WRITTEN EXERCISE: Only the lines from the line holding "pin: the exterior" through the final line of the entries below are to be returned, exactly as they stand.

========================================

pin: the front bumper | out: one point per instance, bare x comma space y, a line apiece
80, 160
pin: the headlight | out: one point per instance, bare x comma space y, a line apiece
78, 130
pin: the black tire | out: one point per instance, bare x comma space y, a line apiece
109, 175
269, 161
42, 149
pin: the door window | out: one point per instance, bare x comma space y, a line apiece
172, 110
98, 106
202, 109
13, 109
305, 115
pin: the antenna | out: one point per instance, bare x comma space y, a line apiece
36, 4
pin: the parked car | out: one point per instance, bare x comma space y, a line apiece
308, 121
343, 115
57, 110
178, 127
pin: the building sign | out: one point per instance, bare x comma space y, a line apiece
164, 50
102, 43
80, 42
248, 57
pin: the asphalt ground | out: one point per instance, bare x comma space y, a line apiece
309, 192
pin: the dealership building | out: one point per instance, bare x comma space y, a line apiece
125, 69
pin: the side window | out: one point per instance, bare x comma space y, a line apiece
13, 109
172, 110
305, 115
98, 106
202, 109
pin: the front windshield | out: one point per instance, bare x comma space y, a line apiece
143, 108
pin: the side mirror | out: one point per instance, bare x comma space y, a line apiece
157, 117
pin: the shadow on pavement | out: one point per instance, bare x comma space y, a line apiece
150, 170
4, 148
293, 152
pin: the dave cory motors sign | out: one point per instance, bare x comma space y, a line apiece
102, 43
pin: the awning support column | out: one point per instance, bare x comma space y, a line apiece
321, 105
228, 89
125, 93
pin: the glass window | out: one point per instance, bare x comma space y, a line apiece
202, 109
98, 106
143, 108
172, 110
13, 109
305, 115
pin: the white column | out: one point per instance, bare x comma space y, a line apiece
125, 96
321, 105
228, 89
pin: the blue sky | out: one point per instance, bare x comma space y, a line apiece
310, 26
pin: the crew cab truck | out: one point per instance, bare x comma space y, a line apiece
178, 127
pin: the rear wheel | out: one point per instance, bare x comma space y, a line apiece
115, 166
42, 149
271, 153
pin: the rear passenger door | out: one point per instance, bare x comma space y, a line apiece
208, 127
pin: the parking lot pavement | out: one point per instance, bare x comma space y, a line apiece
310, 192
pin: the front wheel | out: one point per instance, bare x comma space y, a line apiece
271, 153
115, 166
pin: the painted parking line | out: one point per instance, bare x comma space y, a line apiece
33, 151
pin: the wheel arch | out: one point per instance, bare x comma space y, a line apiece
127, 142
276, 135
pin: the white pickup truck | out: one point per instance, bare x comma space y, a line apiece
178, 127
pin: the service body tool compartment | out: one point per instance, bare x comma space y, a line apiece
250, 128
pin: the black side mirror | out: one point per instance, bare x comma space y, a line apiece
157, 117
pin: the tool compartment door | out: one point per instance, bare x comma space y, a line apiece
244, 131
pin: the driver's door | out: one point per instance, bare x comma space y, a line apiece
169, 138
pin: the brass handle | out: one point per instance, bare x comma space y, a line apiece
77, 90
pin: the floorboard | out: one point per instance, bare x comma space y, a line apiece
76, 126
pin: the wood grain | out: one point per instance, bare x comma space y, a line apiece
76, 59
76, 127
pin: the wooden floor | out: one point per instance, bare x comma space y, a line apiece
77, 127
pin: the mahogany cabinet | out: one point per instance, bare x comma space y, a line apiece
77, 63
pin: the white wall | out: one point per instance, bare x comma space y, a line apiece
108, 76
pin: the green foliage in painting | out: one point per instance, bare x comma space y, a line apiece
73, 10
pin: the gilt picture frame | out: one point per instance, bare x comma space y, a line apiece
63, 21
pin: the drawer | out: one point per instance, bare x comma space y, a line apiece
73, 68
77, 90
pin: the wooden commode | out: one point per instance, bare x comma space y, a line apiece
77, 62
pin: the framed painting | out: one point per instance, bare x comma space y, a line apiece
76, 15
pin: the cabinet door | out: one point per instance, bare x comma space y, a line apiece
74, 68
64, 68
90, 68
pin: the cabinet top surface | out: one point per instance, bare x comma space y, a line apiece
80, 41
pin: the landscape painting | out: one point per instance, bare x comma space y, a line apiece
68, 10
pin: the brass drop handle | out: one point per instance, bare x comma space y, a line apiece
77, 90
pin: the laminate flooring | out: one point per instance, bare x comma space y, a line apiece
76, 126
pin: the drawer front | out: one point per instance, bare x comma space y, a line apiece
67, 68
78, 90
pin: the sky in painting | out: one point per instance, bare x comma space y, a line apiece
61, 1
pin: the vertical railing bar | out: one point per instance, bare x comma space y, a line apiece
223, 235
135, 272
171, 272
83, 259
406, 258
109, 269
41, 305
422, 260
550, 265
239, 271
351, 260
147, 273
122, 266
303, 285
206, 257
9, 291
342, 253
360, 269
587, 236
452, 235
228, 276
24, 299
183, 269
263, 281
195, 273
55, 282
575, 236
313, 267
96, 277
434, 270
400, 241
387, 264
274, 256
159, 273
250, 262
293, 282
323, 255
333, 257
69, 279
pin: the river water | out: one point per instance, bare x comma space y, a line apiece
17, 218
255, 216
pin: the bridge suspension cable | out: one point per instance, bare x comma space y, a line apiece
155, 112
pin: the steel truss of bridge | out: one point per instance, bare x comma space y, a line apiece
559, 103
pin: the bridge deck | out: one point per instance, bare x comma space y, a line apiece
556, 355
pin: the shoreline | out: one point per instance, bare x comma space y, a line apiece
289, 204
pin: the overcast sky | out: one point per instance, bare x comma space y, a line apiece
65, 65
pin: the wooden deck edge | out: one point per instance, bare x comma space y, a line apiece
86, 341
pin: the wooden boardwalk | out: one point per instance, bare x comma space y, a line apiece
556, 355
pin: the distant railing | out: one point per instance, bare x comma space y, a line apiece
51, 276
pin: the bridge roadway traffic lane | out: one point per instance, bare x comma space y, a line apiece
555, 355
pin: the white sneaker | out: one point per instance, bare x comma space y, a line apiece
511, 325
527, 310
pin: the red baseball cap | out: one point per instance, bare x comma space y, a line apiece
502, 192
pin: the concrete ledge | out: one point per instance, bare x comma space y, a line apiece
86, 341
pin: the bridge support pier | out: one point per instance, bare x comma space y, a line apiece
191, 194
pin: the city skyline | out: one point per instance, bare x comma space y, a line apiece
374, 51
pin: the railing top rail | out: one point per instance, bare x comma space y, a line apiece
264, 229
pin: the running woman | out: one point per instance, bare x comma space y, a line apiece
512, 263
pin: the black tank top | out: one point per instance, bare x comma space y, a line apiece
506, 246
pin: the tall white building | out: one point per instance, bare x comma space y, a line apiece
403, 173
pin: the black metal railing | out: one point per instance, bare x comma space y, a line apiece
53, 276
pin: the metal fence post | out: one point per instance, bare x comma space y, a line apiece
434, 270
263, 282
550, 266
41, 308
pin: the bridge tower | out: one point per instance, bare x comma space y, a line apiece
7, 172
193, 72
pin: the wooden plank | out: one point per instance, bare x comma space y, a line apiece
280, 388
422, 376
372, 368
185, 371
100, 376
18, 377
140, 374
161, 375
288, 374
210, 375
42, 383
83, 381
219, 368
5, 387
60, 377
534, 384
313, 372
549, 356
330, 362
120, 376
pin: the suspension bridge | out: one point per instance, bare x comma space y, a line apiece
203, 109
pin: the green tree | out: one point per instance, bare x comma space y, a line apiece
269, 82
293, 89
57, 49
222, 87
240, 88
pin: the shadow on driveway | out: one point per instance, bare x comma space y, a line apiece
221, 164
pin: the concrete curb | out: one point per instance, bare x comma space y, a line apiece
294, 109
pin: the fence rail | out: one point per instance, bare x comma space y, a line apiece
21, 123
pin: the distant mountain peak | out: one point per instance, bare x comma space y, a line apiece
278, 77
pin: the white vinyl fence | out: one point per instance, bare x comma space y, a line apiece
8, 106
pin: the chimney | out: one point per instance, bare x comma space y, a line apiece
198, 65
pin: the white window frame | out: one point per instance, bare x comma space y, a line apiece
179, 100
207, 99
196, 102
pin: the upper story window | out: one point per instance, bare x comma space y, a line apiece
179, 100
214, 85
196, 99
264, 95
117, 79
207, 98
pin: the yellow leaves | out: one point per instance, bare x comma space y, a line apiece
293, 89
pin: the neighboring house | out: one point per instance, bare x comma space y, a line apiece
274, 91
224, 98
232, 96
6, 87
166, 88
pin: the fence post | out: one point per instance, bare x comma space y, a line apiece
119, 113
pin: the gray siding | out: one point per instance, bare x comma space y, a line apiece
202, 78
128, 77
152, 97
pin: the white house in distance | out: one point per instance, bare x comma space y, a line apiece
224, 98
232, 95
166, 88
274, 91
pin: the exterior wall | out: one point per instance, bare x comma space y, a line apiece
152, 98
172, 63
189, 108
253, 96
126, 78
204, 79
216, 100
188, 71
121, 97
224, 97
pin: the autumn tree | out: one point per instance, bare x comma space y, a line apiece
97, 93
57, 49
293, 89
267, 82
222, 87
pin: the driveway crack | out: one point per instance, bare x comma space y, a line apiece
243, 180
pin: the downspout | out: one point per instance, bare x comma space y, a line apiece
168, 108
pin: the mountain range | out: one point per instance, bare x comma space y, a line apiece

========================================

REPLY:
pin: the exterior wall | out: one point per instance, bare x comma space y, a line apiece
152, 98
172, 63
189, 108
253, 96
126, 78
204, 79
216, 100
188, 71
121, 97
224, 97
pin: the autumn tree | out: one point per instance, bare x comma space y, a line apiece
97, 93
57, 49
293, 89
267, 82
222, 87
pin: the driveway crack | out: one point per instance, bare x comma space y, a line apiece
243, 180
pin: the downspout | out: one point per instance, bare x comma space y, a line apiece
168, 108
pin: the mountain range | out: one point per instance, bare x comma space y, a line apiece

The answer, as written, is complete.